* Input records *
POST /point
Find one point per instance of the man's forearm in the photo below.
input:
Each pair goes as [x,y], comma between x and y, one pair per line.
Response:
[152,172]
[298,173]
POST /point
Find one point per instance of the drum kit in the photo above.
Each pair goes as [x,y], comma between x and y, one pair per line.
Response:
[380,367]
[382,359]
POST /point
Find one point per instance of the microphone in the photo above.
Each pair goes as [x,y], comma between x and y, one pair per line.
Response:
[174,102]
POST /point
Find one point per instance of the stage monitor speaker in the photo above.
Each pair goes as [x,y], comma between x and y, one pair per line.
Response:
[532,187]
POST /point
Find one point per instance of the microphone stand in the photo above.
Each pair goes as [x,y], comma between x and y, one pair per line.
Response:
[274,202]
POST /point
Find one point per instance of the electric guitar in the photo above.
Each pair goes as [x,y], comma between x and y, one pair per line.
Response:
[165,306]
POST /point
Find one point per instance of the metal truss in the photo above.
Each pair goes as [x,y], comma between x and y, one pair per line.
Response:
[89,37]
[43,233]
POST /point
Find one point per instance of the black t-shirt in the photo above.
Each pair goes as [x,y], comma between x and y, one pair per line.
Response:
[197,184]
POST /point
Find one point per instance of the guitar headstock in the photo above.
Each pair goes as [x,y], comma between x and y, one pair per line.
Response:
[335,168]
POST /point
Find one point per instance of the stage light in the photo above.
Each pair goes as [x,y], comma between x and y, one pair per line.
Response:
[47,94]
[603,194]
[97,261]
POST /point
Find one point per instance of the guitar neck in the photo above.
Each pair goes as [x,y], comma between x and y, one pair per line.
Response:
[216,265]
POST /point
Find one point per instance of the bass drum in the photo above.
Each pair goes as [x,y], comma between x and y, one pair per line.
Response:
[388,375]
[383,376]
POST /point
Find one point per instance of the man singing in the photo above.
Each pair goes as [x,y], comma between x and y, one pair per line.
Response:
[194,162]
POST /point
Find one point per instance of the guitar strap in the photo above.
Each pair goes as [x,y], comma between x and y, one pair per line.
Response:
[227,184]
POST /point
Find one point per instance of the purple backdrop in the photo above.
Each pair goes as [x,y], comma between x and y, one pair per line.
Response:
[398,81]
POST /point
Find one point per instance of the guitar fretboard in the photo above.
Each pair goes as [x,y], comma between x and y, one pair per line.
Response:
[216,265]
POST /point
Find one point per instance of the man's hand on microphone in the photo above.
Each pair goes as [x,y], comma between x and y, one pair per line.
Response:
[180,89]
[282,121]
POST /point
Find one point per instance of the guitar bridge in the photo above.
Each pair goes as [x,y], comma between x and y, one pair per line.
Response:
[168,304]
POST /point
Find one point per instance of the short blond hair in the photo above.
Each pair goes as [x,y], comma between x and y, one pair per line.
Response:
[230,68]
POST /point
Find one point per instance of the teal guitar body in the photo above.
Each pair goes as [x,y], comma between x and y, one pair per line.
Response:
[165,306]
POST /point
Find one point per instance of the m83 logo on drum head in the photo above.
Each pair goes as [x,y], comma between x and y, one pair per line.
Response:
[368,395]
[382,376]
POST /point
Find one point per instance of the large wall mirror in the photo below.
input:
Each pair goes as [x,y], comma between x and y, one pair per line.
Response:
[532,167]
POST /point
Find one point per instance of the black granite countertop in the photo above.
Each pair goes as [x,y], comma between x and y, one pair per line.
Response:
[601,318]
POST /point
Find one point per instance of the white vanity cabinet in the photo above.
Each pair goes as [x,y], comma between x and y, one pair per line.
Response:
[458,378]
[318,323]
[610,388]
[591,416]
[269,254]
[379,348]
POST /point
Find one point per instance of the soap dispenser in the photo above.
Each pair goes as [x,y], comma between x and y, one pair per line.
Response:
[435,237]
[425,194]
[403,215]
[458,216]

* Required action *
Your task is to reproduce all the records above exactly as they appear.

* Result of this exercise *
POST /point
Find one point per instance of the man's forearm in the photo below.
input:
Each pair goes as [x,y], comma between x and y, one pair per line.
Response:
[152,172]
[298,173]
POST /point
Find one point per instance of the drum kit in the photo above.
Each pair goes as [x,y], comma between x and y, one pair per line.
Response:
[380,367]
[382,359]
POST /point
Find one point per instance of the microphone in the photo above.
Each pair goes as [x,y], comma between x and y, one pair per line.
Response:
[174,102]
POST /point
Find one point per instance of the stage monitor speaker in the photo above.
Each pair goes as [x,y], comma between x and y, one pair per line.
Response:
[532,187]
POST /point
Find one point per instance of the microphone stand in the photo above.
Each pair goes as [x,y], comma between x and y, one pair per line.
Response:
[274,202]
POST /point
Find one point per instance of the electric guitar in the photo above.
Each pair goes as [x,y], comma between x and y, one pair per line.
Response:
[165,306]
POST /point
Find one point per instance of the metal truss in the photo above.
Each pair goes as [x,y], comma between x and y, one pair per line.
Response:
[89,37]
[43,233]
POST /point
Find one point per instance of the black t-shirt in the photo above.
Each pair goes as [x,y], comma between x and y, one pair per line.
Response:
[197,184]
POST /point
Find one point per instance of the guitar headstock in the photo above.
Each pair goes as [x,y], comma between x and y, one pair per line.
Response:
[335,168]
POST /point
Find one point per instance of the stage light in the photo above.
Each pair goes as [x,y], comma between x and y, one pair per line.
Response:
[47,94]
[603,194]
[97,261]
POST /point
Find one point per instance of the guitar neck in the photo above.
Each pair goes as [x,y], comma between x and y, one pair per line.
Response:
[216,265]
POST /point
Find one point per instance of the bass drum in the photo above.
Each pair goes as [x,y], comma between x and y, one pair per line.
Response:
[388,375]
[383,376]
POST /point
Find one point per instance of the man singing in the photo above.
Each pair goes as [x,y], comma between x and y, one pair per line.
Response:
[194,162]
POST /point
Find one point per instance of the guitar strap in the photo above.
Each pair goes as [x,y], comma between x and y, one pair per line.
Response:
[227,184]
POST /point
Find one point per instance of the purple backdrop in the photo above.
Each pair goes as [x,y], comma between x and y, one pair per line.
Response:
[398,81]
POST /point
Find one point per instance of the guitar fretboard in the photo above.
Each pair goes as [x,y], comma between x and y, one pair per line.
Response:
[216,265]
POST /point
Find one point per instance of the man's hand on microphone in the photo above.
Each pair goes as [x,y], comma between x and y, one pair per line.
Response:
[180,89]
[282,121]
POST /point
Find one point per instance of the guitar bridge in the photo above.
Each pair goes as [x,y], comma between x and y, one pair per line.
Response:
[168,304]
POST /point
Find one point per instance of the short blond hair in the photo above.
Each pair goes as [x,y], comma between x and y, one pair per line.
Response:
[230,68]
POST /point
Find one point per instance of the teal guitar body in the photo above.
Each pair goes as [x,y], comma between x and y, one pair per line.
Response:
[165,306]
POST /point
Find one point per instance of the m83 logo on drum head in the photo above.
Each pair goes as [x,y], comma between x and y, one pair per line.
Response:
[368,395]
[382,376]
POST /point
Find one point per instance of the large wall mirror in the photo below.
input:
Each pair goes as [x,y], comma between x and y, one pair per line.
Response:
[532,167]
POST /point
Find one point per instance of the black granite countertop in the photo above.
Each pair goes as [x,y], comma between x and y, one pair per line.
Response:
[601,318]
POST /point
Find one point per instance of the white vanity cabinet in the photo above.
Each pair goes as [x,y], comma between x and y, one pair per line.
Response:
[458,378]
[318,323]
[610,388]
[591,416]
[269,254]
[379,348]
POST /point
Find one point per instance of the soap dispenser in the photo above.
Each pair goes as [x,y], comma between x and y, one pair per line.
Response:
[435,237]
[425,194]
[403,215]
[458,216]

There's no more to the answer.